Instructions to follow – Convert the lines between the one containing "form [(1264, 113)]." and the one containing "432), (374, 248)]", inclusive, into a JSON list of strings, one string per line and blank lines omitted.

Record list –
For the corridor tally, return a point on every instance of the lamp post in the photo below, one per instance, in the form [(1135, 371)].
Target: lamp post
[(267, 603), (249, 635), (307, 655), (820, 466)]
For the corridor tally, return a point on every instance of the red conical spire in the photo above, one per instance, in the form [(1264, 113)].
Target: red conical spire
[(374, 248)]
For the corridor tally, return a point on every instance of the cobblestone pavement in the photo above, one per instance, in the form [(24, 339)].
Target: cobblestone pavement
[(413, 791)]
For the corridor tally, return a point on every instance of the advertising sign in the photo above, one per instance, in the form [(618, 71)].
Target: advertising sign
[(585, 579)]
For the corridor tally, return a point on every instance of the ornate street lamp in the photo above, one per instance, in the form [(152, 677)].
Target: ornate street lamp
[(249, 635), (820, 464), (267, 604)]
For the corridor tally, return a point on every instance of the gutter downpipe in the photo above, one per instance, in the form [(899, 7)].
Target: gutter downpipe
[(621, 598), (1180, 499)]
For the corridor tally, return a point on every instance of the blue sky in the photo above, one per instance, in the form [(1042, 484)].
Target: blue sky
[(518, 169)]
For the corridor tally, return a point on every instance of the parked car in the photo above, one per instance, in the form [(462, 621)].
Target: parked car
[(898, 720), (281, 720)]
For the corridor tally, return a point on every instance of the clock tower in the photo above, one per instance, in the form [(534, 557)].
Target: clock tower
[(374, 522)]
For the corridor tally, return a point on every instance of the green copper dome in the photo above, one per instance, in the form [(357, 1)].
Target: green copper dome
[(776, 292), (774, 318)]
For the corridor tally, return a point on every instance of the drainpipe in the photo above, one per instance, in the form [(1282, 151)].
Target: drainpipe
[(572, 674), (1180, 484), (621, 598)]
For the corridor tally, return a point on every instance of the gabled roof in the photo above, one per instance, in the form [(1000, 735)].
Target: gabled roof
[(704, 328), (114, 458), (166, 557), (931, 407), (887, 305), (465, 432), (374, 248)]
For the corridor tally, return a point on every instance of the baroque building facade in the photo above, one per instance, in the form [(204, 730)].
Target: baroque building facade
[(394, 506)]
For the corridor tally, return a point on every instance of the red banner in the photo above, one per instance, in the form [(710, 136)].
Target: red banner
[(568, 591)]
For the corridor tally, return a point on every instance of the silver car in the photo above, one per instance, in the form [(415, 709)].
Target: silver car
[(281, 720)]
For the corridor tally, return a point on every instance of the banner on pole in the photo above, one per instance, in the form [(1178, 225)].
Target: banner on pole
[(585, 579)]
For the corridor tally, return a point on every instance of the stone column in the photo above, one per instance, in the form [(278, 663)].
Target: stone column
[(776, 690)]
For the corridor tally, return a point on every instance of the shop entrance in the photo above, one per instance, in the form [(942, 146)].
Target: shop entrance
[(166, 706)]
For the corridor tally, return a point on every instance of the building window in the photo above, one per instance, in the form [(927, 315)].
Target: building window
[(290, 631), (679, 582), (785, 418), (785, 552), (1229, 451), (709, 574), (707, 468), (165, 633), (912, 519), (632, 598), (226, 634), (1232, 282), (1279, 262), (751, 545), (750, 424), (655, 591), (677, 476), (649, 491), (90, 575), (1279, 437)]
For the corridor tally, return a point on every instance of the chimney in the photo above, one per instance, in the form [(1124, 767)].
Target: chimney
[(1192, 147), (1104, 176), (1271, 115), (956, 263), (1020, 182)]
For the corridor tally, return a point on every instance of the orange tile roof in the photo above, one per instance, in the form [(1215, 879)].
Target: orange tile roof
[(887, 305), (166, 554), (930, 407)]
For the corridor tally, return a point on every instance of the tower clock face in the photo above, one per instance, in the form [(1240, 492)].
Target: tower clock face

The result –
[
  "For the corridor tally, return a point on every instance of the red conical spire in the photo above, one per instance, in the form [(1264, 113)].",
  "Target: red conical spire",
  "[(374, 248)]",
  "For the corridor tally, return a point on every instance of the cobblestone pavement in the photo above, one per instance, in the form [(24, 339)].",
  "Target: cobblestone pavement",
  "[(413, 791)]",
  "For the corridor tally, return a point on every instance of the advertising sign in the photo above, one per instance, in the form [(618, 71)].",
  "Target: advertising sign",
  "[(585, 579)]",
  "For the corridor tally, return a point on every instance of the ornate street lamp in the photo above, one per instance, in the form [(152, 677)].",
  "Target: ornate street lamp",
  "[(249, 635), (820, 464), (267, 604)]",
  "For the corridor tally, return a point on every instance of the gutter downpipe in the photo above, one per instance, in the form [(899, 7)].",
  "Target: gutter downpipe",
  "[(621, 598), (1180, 499)]",
  "For the corridor tally, return a point on every instance of the blue sky in the photo above, one per instance, in the form [(1042, 484)].",
  "Target: blue sky",
  "[(518, 169)]",
  "For the corridor tally, return a point on every instance of the parked car in the photo above, one per instance, in the form [(462, 621)].",
  "Target: parked car",
  "[(898, 720), (281, 720)]",
  "For the corridor tally, return a point on every instance of the clock tower in the photo above, one per instance, in the form [(534, 557)].",
  "Target: clock tower",
  "[(374, 522)]",
  "For the corridor tally, return a point on every instance of the green copper dome in the photo above, one per instance, in the form [(357, 1)].",
  "Target: green copper dome",
  "[(776, 292), (774, 318)]",
  "For the corridor tally, return a point on every instance of the drainpipe in the photo above, one per instance, in the form [(1282, 151)].",
  "Target: drainpipe",
  "[(572, 674), (1180, 484), (621, 598)]",
  "For the corridor tally, return a point on every instance of the gabled roof in the photo above, one per instance, in the form [(1000, 735)].",
  "Target: gabled roof",
  "[(704, 328), (114, 458), (166, 557), (931, 407), (887, 305), (465, 432), (374, 248)]"
]